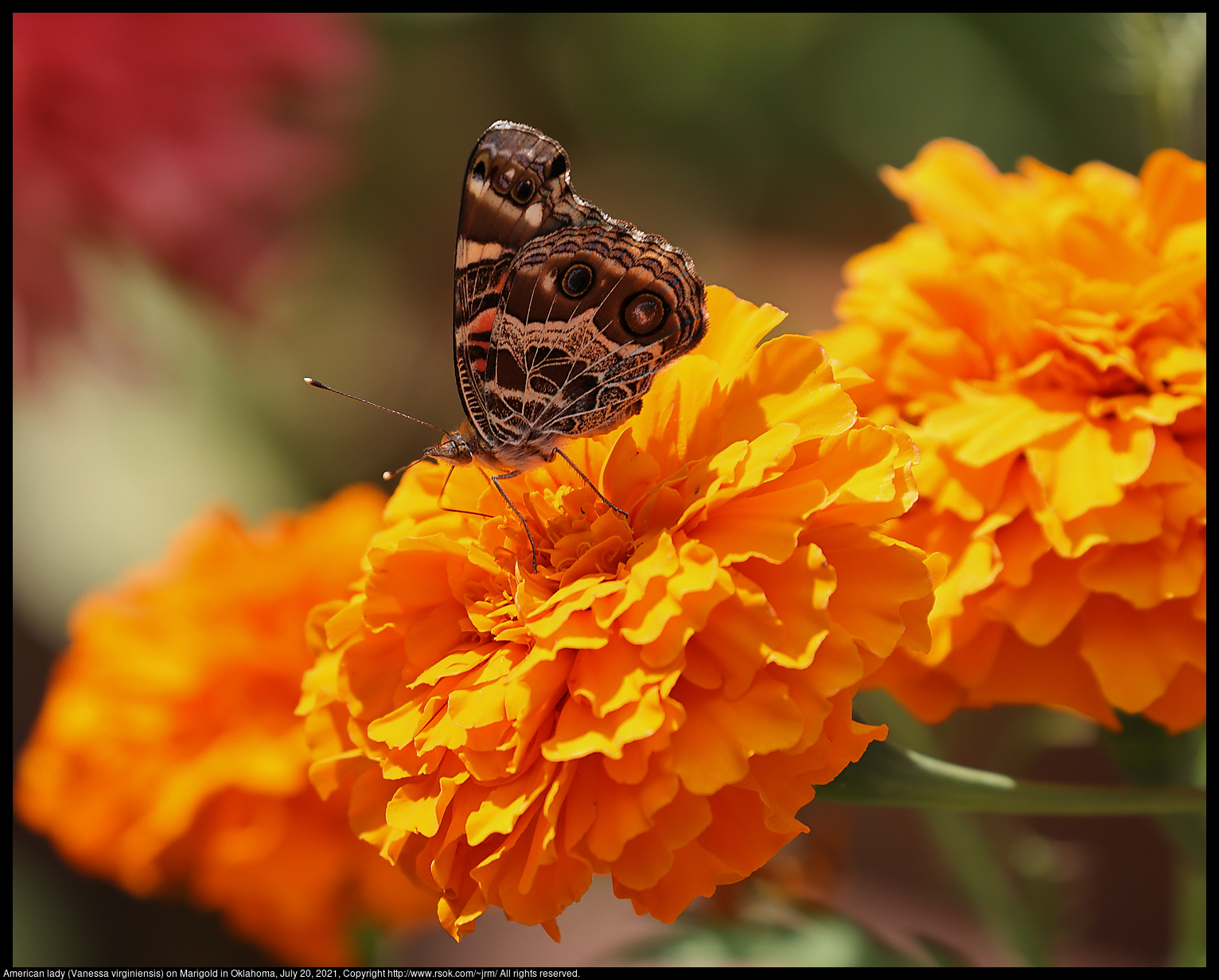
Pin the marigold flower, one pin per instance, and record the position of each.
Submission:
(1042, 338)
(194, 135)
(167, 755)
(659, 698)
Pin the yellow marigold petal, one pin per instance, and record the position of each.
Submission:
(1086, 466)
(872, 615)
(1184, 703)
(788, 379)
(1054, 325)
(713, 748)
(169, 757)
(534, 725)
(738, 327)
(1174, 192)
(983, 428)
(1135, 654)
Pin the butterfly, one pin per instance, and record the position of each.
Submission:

--

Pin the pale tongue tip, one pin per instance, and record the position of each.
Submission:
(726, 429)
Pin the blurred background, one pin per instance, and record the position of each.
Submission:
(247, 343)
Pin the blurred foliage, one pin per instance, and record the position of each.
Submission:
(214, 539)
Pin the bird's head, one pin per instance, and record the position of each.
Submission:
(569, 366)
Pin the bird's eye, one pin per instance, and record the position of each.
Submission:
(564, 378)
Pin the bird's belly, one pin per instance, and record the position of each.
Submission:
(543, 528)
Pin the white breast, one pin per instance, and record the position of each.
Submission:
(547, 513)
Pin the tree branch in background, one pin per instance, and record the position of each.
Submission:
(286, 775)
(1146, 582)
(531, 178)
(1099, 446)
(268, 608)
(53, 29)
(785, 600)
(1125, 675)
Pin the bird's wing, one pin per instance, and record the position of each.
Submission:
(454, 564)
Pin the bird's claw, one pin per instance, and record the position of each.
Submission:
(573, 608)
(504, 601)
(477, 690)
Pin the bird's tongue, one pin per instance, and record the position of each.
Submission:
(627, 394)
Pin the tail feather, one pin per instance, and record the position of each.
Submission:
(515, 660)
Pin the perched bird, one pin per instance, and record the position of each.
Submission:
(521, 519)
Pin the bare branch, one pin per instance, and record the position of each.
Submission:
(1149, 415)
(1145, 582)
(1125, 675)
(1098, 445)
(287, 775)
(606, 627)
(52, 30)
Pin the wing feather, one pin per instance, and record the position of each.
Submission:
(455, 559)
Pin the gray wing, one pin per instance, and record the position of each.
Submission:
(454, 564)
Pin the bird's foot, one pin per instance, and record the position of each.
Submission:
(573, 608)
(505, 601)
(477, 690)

* * *

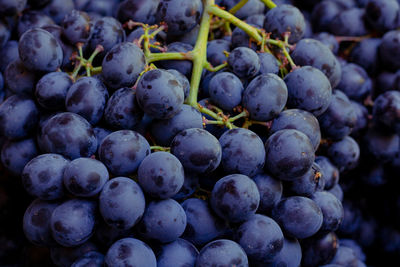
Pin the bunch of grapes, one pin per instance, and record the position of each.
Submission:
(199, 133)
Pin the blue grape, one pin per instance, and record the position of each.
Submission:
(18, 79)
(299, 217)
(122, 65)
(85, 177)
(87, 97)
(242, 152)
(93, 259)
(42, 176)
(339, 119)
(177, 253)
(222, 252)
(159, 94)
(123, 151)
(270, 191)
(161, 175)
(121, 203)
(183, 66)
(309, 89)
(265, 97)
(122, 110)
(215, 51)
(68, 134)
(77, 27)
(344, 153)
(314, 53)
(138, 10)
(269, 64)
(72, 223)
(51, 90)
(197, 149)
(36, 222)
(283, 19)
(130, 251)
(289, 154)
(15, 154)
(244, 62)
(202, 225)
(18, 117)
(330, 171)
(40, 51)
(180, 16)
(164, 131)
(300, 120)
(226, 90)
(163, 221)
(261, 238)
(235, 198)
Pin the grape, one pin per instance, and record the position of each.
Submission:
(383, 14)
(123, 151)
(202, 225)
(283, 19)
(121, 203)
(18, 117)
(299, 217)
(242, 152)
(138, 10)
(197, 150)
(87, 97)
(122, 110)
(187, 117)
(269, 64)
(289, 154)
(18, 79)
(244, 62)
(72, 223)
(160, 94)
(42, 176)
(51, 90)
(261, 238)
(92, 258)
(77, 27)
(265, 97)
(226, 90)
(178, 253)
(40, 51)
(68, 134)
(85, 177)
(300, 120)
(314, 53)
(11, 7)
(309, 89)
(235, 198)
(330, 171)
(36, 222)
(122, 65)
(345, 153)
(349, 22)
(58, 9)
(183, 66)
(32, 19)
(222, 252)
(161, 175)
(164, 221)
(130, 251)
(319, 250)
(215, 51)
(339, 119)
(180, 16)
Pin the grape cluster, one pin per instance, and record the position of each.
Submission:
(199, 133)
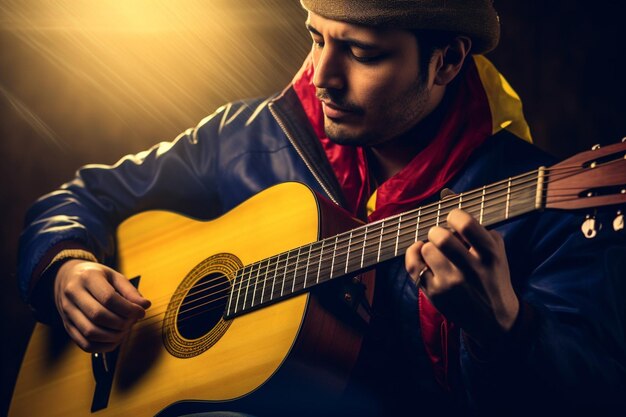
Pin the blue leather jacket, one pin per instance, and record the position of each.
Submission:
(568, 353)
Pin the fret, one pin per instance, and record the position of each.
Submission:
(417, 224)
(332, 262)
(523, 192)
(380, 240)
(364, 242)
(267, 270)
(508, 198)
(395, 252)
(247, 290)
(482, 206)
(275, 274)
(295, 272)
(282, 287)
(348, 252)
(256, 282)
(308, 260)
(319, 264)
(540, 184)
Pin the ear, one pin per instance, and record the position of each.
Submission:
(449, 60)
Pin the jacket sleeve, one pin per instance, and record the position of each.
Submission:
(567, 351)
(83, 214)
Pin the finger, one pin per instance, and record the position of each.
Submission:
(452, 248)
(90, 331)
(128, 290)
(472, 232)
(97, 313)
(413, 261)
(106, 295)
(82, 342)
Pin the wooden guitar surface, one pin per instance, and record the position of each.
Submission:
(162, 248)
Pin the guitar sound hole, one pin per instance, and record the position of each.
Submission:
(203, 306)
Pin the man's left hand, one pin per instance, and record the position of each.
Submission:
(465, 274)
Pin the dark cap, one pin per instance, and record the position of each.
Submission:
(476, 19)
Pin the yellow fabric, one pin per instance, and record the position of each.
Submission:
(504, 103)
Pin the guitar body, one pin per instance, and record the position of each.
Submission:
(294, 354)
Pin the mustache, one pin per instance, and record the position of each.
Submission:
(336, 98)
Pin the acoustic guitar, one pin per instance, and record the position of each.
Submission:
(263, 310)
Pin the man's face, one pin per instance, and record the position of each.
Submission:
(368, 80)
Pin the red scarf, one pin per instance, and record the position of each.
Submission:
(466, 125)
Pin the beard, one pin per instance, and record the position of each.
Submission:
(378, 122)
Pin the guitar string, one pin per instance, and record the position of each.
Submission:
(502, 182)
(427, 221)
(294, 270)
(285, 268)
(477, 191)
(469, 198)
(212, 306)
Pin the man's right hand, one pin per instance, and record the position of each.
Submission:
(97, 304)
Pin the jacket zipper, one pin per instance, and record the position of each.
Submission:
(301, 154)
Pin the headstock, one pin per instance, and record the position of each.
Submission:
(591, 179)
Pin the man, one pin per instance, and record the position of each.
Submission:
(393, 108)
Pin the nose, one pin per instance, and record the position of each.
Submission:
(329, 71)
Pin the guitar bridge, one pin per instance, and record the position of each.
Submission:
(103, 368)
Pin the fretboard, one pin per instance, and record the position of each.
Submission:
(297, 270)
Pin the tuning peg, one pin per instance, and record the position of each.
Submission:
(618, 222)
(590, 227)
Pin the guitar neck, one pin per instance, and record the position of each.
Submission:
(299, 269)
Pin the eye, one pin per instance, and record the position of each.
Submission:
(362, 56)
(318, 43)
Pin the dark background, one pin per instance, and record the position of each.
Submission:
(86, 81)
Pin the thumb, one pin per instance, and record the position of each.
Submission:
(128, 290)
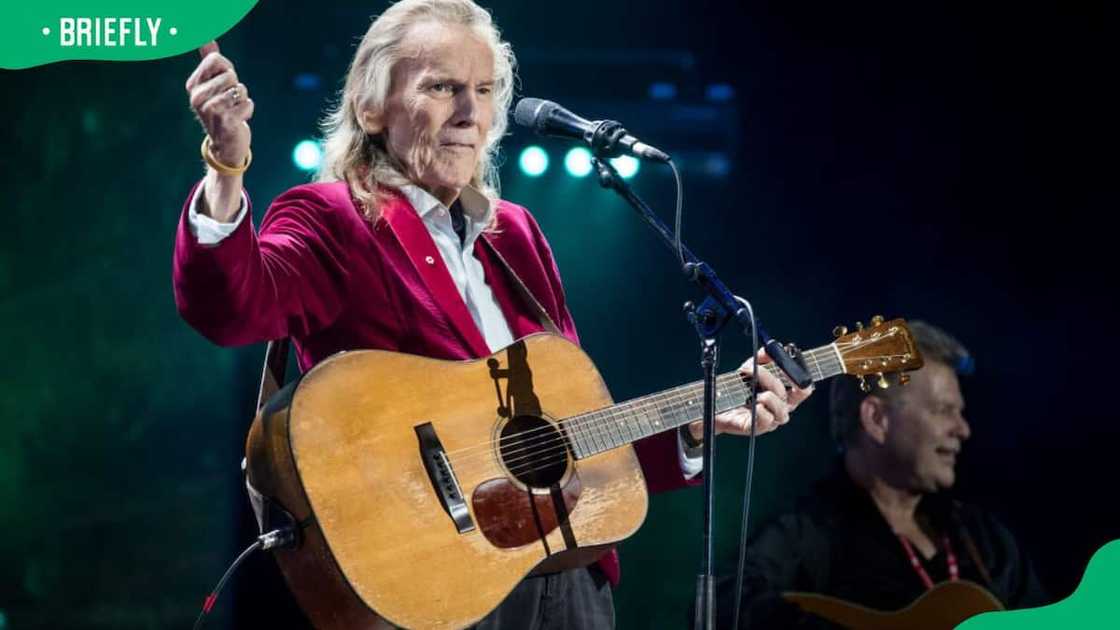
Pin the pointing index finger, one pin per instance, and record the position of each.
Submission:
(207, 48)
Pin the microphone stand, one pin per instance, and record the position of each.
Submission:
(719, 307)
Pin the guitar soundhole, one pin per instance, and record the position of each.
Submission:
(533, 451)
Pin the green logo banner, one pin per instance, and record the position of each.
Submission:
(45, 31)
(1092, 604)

WHAT THE TASK REQUIRES = Reproduce every row unchanged, from the one containing "Pin the guitar neck, one" down to and including the one containing "(1092, 604)". Leave the pictures out of your answer.

EXERCISE OUTPUT =
Pin the guitar neck, one pin per instance, and record the position of each.
Submission:
(299, 269)
Pin the eye, one pin per instance, and record the position of each.
Submission:
(362, 56)
(318, 43)
Pin the dark background, one pin per instance, and record the position of each.
Submission:
(86, 81)
Pin the thumb, one pin per instance, and record the position of each.
Submission:
(128, 290)
Pin the pointing index finger, one pin per instance, and record the position of each.
Submission:
(207, 48)
Pin the microphone stand, one pin per instance, and record the position of each.
Submission:
(719, 307)
Pin the guitar soundhole, one pin per instance, and record the position of each.
Submission:
(533, 451)
Pin the green logo banner, one pin per instance, and record the position of each.
Submission:
(45, 31)
(1092, 604)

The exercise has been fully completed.